Set task |
Please copy everything from "A different study" down to "and vile invective." in the comment thread on university costs below, keeping every word and mark unchanged.

Selected passage |

Me: Ditto re: Haz and DBQ.

rcommal said...

And also with regard to lower ed.

And so, so, so much more.

Michael Haz said...

Here in Wisconsin Scott Walker had the university system books auditedfive years ago and found a hidden billion dollar slush fund. He ordered a tuition freeze four years ago, and tuition at all UW schools has been held at that level for four years. While (some) parents have been very grateful, faculty has juiced up student anger with tales of woe an misery, none of which are actually true. But the little dopes believe them, so they protest against their own interests.

A different study found that UW tenured professors teach on average 6 hours per week, and spend on average an additional 2 hours per week in their offices. For this they are very well paid. A member of the state legislature suggested that if each prof taught one more class per week, big improvements could be made to the UW budget. All hell broke loose with protests and vile invective.

Stored records |

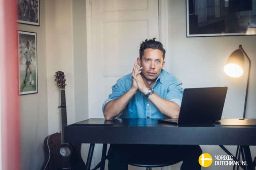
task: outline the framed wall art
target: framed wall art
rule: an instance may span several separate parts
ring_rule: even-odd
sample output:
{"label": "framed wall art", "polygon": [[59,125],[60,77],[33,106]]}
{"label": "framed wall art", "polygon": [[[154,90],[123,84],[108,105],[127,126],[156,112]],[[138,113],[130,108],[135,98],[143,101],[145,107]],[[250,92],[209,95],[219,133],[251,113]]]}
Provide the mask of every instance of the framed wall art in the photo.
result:
{"label": "framed wall art", "polygon": [[17,0],[19,23],[40,26],[40,0]]}
{"label": "framed wall art", "polygon": [[37,93],[37,33],[19,31],[18,40],[19,94]]}
{"label": "framed wall art", "polygon": [[186,0],[187,37],[256,35],[256,0]]}

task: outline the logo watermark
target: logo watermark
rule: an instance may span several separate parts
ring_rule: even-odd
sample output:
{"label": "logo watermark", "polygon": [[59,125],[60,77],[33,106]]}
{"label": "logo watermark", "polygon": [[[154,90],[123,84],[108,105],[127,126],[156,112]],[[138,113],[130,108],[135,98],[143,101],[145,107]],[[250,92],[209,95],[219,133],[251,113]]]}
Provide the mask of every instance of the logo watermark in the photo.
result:
{"label": "logo watermark", "polygon": [[212,165],[212,157],[209,153],[202,153],[198,158],[198,162],[202,167],[208,167]]}
{"label": "logo watermark", "polygon": [[198,158],[198,162],[203,167],[208,167],[214,162],[216,166],[247,166],[246,161],[242,162],[234,160],[232,155],[214,155],[214,160],[211,155],[208,153],[203,153]]}

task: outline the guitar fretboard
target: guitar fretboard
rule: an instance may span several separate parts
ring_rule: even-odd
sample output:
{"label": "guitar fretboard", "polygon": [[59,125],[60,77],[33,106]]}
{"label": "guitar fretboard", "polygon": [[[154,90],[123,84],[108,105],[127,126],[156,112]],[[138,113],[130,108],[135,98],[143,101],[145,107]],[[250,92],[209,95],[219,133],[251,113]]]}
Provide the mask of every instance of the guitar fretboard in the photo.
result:
{"label": "guitar fretboard", "polygon": [[66,96],[65,89],[60,89],[60,111],[61,113],[61,139],[62,143],[65,143],[64,126],[68,124],[66,110]]}

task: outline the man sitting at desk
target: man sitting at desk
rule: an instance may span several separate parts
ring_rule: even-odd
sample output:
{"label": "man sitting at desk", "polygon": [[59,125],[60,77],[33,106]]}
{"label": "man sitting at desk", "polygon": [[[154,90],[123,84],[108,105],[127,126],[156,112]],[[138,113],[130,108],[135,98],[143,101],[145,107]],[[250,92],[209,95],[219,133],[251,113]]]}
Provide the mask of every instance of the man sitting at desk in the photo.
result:
{"label": "man sitting at desk", "polygon": [[[165,50],[155,39],[142,42],[140,57],[132,73],[118,80],[112,87],[112,94],[102,107],[106,119],[179,117],[182,83],[162,69]],[[200,169],[198,159],[201,153],[198,145],[111,144],[108,168],[109,170],[127,170],[132,157],[139,160],[142,157],[147,160],[147,157],[160,157],[173,164],[183,161],[181,170]]]}

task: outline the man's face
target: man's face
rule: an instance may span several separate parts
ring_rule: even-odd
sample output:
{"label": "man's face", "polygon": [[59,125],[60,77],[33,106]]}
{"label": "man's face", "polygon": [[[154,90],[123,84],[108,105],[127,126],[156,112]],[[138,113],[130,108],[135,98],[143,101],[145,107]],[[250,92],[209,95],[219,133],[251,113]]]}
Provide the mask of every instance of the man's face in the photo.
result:
{"label": "man's face", "polygon": [[141,74],[148,80],[155,80],[161,72],[165,62],[163,61],[163,52],[158,49],[147,48],[144,50],[141,60],[137,58],[137,63],[143,67]]}

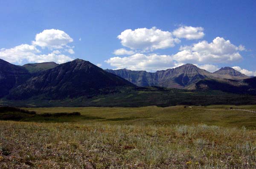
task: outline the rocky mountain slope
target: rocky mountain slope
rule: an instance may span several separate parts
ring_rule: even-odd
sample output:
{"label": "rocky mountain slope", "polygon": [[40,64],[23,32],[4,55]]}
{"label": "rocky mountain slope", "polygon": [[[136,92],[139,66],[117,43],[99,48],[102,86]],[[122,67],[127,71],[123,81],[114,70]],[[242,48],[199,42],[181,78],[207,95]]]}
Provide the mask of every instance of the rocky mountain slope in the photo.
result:
{"label": "rocky mountain slope", "polygon": [[135,86],[89,62],[77,59],[33,76],[12,89],[8,98],[23,99],[40,95],[50,99],[90,96],[123,86]]}
{"label": "rocky mountain slope", "polygon": [[189,64],[155,73],[125,69],[105,70],[143,87],[159,86],[169,88],[187,88],[196,82],[207,78],[236,80],[249,78],[231,68],[221,68],[212,73]]}
{"label": "rocky mountain slope", "polygon": [[39,63],[29,63],[22,66],[31,73],[41,72],[51,69],[58,65],[59,64],[54,62],[47,62]]}
{"label": "rocky mountain slope", "polygon": [[31,76],[25,68],[0,59],[0,98],[8,94],[12,88],[24,83]]}
{"label": "rocky mountain slope", "polygon": [[240,94],[256,95],[256,77],[243,80],[207,78],[195,84],[195,89],[218,90]]}

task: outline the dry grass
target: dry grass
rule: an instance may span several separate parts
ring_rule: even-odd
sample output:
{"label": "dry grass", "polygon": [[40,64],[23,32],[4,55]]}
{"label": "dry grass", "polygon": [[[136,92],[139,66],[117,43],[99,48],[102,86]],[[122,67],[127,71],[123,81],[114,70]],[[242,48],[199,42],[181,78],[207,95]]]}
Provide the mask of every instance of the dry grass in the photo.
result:
{"label": "dry grass", "polygon": [[256,132],[206,125],[0,122],[1,169],[254,169]]}
{"label": "dry grass", "polygon": [[28,108],[81,115],[0,121],[0,169],[256,168],[256,115],[198,108]]}

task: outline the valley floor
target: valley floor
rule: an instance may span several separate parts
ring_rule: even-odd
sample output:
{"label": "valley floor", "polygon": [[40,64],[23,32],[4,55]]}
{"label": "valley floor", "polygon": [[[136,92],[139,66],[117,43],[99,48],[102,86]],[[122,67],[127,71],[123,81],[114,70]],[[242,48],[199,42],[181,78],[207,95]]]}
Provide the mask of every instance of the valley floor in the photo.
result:
{"label": "valley floor", "polygon": [[0,168],[256,168],[256,114],[230,107],[26,108],[81,115],[0,121]]}

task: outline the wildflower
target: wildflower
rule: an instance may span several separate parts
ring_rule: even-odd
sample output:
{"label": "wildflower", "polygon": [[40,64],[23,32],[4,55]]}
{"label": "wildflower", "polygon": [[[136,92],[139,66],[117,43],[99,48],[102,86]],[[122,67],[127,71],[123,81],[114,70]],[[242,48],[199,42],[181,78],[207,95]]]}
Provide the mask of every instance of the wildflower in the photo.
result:
{"label": "wildflower", "polygon": [[191,163],[192,163],[192,162],[191,161],[189,161],[186,163],[186,164],[191,164]]}

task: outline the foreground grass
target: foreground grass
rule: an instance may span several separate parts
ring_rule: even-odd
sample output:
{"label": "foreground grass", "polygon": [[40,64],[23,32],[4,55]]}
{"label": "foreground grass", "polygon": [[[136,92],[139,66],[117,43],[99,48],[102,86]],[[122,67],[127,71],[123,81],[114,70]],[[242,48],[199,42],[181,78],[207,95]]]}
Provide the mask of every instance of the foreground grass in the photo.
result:
{"label": "foreground grass", "polygon": [[[132,125],[169,126],[173,124],[191,125],[206,124],[221,127],[238,127],[244,126],[247,129],[256,129],[256,114],[244,111],[232,111],[215,109],[216,106],[184,106],[159,107],[149,106],[141,107],[50,107],[25,108],[35,111],[38,114],[61,112],[79,112],[81,116],[73,118],[27,118],[26,121],[44,122],[72,122],[78,124],[126,124]],[[233,105],[221,106],[235,107]],[[254,105],[236,107],[243,108],[254,109]]]}
{"label": "foreground grass", "polygon": [[1,169],[254,169],[256,132],[197,125],[0,121]]}
{"label": "foreground grass", "polygon": [[25,108],[0,121],[0,169],[256,168],[256,114],[229,107]]}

The completed task |
A different study found that UW tenured professors teach on average 6 hours per week, and spend on average an additional 2 hours per week in their offices. For this they are very well paid. A member of the state legislature suggested that if each prof taught one more class per week, big improvements could be made to the UW budget. All hell broke loose with protests and vile invective.